- **Excerpt provided**:
Breakout session 5: Delivering care in the most appropriate setting
The way that care is delivered is changing. Fewer cancer patients require treatment as an inpatient in hospital and therefore many patients are benefiting for being treated closer to home or in social care. In addition, centres of excellence are being developed to improve outcomes. This session considered the impact of the changing setting of cancer care.
Karen Taylor OBE, Director, Health Value for Money Audit, National Audit Office
Celia Ingham Clark, Consultant General Surgeon and Medical Director, The Whittington Hospital NHS Trust
Philippa Muir, Head of Specialist Commissioning and Clinical Networks, Oxfordshire PCT
Download Karen Taylor's presentation [Powerpoint]
Download Celia Ingham Clark's presentation [Powerpoint]
Download Philippa Muir's presentation [Powerpoint]
Delivering care for cancer patients in a non-clinical setting often requires the co-operation of local authorities who control social care budgets. Local authorities are not currently engaged in the delivery of cancer services, although pooled budgets have been used to work across health and social care boundaries with some effect. The new process surrounding Local Area Agreements should encourage further dialogue between the NHS and social care in the future as should the role of Directors of Public Health. The difficulty of determining separation of care under the Richards Review was raised.
There is a need to be clear about the benefits and outcomes of delivering care in each setting. There can be an assumption that delivering, for example, chemotherapy, services in the home is better for the patient, although these may be expensive. Some patients' preferences will be to be treated in hospital. It was noted that children and young people are often particularly keen to be treated at home, highlighting a need for support from, for example, a community care nurse.

- **Instructions**:
- a) Answer these questions using the session summary on delivering cancer care in the most appropriate setting:
(i) Which organization is Celia Ingham Clark the Medical Director of?
(ii) Who controls social care budgets?
(iii) Which patients are often particularly keen to be treated at home?
- b) Write a continuation of the session summary on delivering cancer care in the most appropriate setting, starting after its last sentence.

- **Data section**:
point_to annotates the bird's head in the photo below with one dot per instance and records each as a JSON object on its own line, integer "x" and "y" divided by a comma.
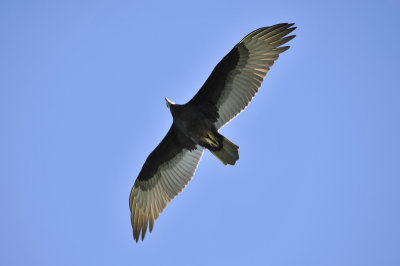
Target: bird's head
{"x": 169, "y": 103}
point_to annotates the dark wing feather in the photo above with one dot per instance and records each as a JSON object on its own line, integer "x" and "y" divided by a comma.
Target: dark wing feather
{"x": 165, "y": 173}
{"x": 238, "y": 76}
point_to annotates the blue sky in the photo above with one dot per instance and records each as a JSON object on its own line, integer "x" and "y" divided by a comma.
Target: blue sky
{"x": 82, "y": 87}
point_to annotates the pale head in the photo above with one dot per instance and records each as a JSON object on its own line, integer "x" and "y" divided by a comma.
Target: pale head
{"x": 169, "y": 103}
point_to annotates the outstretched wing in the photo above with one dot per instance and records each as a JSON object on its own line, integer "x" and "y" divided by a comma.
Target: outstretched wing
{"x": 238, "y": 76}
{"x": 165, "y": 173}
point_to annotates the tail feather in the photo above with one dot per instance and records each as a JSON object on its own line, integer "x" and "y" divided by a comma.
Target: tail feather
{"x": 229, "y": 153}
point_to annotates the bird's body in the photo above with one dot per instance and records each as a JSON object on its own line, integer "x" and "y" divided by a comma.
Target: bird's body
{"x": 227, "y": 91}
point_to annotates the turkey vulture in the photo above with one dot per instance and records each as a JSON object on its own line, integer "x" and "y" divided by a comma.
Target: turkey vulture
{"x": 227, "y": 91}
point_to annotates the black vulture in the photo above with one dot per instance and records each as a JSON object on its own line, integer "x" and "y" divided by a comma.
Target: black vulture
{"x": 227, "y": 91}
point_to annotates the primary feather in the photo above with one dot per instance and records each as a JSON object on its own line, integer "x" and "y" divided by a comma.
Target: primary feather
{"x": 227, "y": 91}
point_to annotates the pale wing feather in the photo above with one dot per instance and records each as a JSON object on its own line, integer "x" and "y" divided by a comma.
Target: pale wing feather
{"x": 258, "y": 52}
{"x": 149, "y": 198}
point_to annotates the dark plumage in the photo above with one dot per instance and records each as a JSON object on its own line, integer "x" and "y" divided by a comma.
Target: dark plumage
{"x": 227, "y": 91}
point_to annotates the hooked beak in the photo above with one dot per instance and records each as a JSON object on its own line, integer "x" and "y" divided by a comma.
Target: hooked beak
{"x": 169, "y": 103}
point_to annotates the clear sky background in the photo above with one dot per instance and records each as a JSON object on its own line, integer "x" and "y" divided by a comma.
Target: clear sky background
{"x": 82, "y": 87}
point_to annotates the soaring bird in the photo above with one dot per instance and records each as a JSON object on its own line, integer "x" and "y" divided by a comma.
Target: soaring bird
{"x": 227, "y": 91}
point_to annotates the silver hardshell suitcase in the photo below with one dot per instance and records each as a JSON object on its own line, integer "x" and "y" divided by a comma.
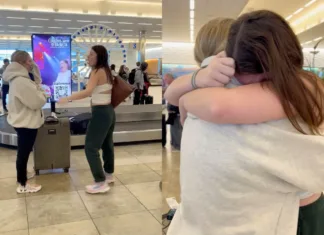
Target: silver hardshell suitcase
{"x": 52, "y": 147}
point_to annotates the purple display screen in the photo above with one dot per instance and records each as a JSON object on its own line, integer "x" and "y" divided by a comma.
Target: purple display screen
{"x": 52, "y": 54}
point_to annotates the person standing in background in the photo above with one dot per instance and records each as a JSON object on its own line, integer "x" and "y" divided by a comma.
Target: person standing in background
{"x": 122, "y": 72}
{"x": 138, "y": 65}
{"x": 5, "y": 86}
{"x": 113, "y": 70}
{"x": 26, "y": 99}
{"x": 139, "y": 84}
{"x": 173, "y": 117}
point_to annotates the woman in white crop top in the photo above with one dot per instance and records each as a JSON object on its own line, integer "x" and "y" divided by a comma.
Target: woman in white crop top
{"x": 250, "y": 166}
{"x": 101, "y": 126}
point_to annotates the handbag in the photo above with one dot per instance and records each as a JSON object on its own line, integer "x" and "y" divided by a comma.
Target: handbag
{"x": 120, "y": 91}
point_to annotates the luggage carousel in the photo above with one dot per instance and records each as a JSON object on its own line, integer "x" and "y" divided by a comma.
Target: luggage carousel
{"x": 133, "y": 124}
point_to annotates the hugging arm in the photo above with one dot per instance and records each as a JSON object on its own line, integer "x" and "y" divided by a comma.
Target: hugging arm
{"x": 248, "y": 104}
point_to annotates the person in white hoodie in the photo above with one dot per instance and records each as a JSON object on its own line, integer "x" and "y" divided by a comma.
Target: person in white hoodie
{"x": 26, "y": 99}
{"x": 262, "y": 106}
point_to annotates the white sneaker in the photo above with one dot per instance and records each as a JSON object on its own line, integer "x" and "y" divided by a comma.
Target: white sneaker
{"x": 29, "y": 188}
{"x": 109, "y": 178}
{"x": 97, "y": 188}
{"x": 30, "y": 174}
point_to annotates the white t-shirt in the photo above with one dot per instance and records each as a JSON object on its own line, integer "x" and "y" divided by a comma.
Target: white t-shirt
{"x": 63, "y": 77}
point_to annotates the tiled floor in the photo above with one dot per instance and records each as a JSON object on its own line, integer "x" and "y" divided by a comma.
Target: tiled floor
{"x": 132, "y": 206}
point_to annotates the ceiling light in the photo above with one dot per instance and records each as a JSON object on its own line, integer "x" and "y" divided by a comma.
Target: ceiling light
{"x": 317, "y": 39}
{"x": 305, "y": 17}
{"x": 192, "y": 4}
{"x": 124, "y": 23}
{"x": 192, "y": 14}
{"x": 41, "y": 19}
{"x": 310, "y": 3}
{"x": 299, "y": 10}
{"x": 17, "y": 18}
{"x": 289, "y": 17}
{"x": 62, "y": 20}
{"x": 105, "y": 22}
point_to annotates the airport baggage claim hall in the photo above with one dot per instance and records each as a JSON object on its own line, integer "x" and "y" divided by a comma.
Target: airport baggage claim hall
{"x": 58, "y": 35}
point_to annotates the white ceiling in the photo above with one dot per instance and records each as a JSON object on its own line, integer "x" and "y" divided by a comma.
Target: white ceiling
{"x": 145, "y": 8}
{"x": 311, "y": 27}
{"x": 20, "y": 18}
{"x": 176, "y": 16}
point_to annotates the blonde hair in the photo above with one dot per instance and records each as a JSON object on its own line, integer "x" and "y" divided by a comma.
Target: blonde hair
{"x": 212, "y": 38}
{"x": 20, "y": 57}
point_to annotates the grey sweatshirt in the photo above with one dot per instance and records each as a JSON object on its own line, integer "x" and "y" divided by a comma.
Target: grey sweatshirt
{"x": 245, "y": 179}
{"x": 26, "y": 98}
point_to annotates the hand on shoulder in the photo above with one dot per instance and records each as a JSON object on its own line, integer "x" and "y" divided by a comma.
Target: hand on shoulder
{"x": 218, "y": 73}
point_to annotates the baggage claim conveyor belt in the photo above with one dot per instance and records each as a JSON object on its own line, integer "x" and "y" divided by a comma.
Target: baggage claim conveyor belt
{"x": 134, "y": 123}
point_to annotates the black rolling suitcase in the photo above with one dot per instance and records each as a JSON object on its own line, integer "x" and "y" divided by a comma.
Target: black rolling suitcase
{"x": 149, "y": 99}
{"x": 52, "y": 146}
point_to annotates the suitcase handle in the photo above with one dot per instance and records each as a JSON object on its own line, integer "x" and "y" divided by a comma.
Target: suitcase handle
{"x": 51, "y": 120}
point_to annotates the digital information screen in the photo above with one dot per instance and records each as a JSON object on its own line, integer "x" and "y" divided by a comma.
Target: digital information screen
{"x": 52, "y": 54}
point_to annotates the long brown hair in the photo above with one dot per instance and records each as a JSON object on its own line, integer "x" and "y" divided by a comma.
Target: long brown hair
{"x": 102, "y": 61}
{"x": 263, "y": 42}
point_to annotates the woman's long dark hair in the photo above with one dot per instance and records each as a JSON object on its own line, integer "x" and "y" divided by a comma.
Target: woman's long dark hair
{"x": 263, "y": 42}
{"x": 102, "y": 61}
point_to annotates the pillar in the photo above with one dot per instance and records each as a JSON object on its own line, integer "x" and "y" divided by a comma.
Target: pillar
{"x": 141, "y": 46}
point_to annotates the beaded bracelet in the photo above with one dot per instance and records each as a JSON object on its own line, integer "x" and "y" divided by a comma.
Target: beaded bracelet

- **Per-task outputs**:
- a)
(i) The Whittington Hospital NHS Trust
(ii) Local authorities
(iii) Children and young people

- b)
Anxiety about hospital closure does not seem to be exacerbated by moving an increasing number of services into community settings. This may be because acute trusts are increasingly flexible about, for example, the number of beds they use enabling them to respond more efficiently to demand for hospital services. It is more important to ensure that the standards of care are the same, irrespective of the setting.
Out Of Hours (OOH) care in the community can be particularly problematic and its inefficacy can drive patients through into acute care unnecessarily. There are specific issues around end of life care, in particular 24/7 community support, most of which are discussed in the recent End of Life Care Strategy. Despite the renegotiation of the GP contract and the subsequent changes to OOH care delivery, GPs are engaged in end of life and palliative care. Commissioners have the ability to commission for OOH care under a different model where needed. Pharmacy prescribing end of life care plans, controlled drugs in the home and various other options are currently being explored to improve OOH care.
Commissioning for continuity of care across a variety of settings can be difficult, but the operation of patient choice should allow market forces to evolve the best model of care for that particular community.